■ Extracted text
□ □ □ □ □ □ □
Before dawn on March 29, 1865, Warren's V Corps moved west of the Union and Confederate lines while Sheridan's cavalry took a longer, more southerly route toward Dinwiddie Court House. Humphrey's II Corps filled the gap between the existing end of the Union line and the new position of Warren's corps. Warren's corps led by Brigadier General Joshua Chamberlain's First Brigade of Brigadier General (Brevet Major General) Charles Griffin's First Division of the V Corps proceeded north on the Quaker Road toward its intersection with the Boydton Plank Road and the Confederates' nearby White Oak Road Line.

===Battle of Lewis's Farm===

Along Quaker Road, across Rowanty Creek at the Lewis Farm, Chamberlain's men encountered brigades of Confederate Brigadier Generals Henry A. Wise, William Henry Wallace and Young Marshall Moody which had been sent by Fourth Corps commander Lieutenant General Richard H. Anderson and his only present division commander, Major General Bushrod Johnson, to turn back the Union advance. A back-and-forth battle ensued during which Chamberlain was wounded and almost captured. Chamberlain's brigade, reinforced by a four-gun artillery battery and regiments from the brigades of Colonel (Brevet Brigadier General) Edgar M. Gregory and Colonel (Brevet Brigadier General) Alfred L. Pearson, who was later awarded the Medal of Honor, drove the Confederates back to their White Oak Road Line. Casualties for both sides were nearly even at 381 for the Union and 371 for the Confederates.
□ □ □ □ □ □ □
■ Material shown
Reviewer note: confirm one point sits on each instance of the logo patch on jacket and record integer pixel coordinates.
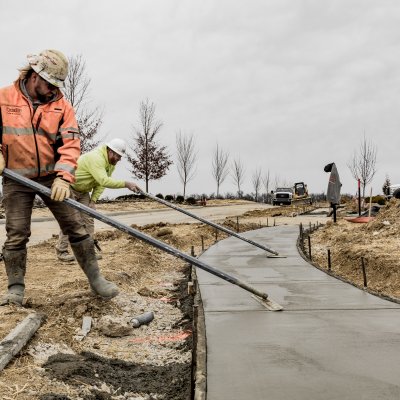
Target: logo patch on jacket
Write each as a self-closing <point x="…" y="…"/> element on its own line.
<point x="14" y="110"/>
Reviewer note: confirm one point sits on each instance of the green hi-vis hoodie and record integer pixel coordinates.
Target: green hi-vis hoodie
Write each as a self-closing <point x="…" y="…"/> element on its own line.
<point x="94" y="172"/>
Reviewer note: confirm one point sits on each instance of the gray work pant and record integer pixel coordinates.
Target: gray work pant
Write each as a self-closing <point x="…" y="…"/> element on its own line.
<point x="87" y="221"/>
<point x="18" y="203"/>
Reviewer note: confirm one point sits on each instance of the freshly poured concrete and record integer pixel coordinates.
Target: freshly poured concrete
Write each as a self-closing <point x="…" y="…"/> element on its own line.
<point x="332" y="341"/>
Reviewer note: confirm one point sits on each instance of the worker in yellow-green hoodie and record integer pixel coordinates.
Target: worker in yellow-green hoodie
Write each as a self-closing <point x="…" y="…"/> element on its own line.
<point x="92" y="176"/>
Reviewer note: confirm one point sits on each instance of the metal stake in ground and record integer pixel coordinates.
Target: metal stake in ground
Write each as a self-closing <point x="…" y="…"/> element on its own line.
<point x="270" y="304"/>
<point x="221" y="228"/>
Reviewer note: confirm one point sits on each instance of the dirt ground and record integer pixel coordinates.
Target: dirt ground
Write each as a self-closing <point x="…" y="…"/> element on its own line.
<point x="377" y="242"/>
<point x="115" y="360"/>
<point x="154" y="361"/>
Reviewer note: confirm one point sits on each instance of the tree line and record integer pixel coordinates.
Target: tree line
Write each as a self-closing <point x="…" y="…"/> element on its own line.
<point x="149" y="160"/>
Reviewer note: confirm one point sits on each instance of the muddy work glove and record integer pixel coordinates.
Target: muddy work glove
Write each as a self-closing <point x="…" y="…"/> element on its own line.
<point x="133" y="187"/>
<point x="60" y="190"/>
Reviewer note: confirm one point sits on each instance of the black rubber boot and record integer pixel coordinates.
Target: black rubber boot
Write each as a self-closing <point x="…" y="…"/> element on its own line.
<point x="86" y="257"/>
<point x="15" y="262"/>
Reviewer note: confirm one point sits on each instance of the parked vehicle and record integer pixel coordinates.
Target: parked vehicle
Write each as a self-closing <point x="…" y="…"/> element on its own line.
<point x="282" y="196"/>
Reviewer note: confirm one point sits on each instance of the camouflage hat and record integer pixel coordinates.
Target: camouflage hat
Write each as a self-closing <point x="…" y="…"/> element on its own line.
<point x="51" y="65"/>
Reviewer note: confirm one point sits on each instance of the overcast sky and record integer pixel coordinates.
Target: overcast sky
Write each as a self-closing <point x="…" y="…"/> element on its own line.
<point x="286" y="86"/>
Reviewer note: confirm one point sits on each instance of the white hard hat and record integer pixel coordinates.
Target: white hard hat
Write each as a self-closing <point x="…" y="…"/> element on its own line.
<point x="117" y="145"/>
<point x="51" y="65"/>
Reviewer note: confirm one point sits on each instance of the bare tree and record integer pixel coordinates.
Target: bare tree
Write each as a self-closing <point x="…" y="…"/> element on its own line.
<point x="256" y="179"/>
<point x="219" y="166"/>
<point x="186" y="154"/>
<point x="77" y="92"/>
<point x="266" y="182"/>
<point x="363" y="164"/>
<point x="386" y="186"/>
<point x="149" y="161"/>
<point x="237" y="171"/>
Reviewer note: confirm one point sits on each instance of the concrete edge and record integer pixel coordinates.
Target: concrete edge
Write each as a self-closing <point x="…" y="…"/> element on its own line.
<point x="304" y="255"/>
<point x="199" y="357"/>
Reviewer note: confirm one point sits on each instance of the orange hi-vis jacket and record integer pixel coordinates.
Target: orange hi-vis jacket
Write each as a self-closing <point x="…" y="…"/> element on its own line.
<point x="41" y="142"/>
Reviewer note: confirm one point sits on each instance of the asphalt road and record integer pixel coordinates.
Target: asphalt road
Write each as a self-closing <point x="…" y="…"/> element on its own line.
<point x="43" y="228"/>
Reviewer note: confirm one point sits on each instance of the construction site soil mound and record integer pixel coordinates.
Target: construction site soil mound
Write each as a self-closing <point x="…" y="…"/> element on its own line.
<point x="374" y="243"/>
<point x="154" y="361"/>
<point x="114" y="360"/>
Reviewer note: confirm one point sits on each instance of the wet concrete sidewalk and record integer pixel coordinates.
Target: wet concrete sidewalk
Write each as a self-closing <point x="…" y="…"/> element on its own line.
<point x="332" y="341"/>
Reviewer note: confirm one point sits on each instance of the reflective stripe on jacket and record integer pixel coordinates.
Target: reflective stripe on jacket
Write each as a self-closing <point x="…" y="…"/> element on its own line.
<point x="94" y="172"/>
<point x="38" y="143"/>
□ □ □ □ □ □ □
■ Activity list
1. In the Civil War passage, how many casualties did the Union suffer at Lewis's Farm?
2. Please retype part of the Civil War passage, beginning at the words "Before dawn on" and stopping after "nearby White Oak Road Line.".

■ Responses to the exercise
1. 381

2.
Before dawn on March 29, 1865, Warren's V Corps moved west of the Union and Confederate lines while Sheridan's cavalry took a longer, more southerly route toward Dinwiddie Court House. Humphrey's II Corps filled the gap between the existing end of the Union line and the new position of Warren's corps. Warren's corps led by Brigadier General Joshua Chamberlain's First Brigade of Brigadier General (Brevet Major General) Charles Griffin's First Division of the V Corps proceeded north on the Quaker Road toward its intersection with the Boydton Plank Road and the Confederates' nearby White Oak Road Line.